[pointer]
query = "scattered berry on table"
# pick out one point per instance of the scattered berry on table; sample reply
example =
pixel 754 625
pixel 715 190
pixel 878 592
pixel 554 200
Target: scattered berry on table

● ● ● ● ● ● ●

- **Problem description**
Copy every line of the material above word for word, without changing anything.

- **Final result**
[pointer]
query = "scattered berry on table"
# pick out one point per instance of the scattered berry on table; sample reply
example =
pixel 754 625
pixel 715 190
pixel 878 592
pixel 554 200
Target: scattered berry on table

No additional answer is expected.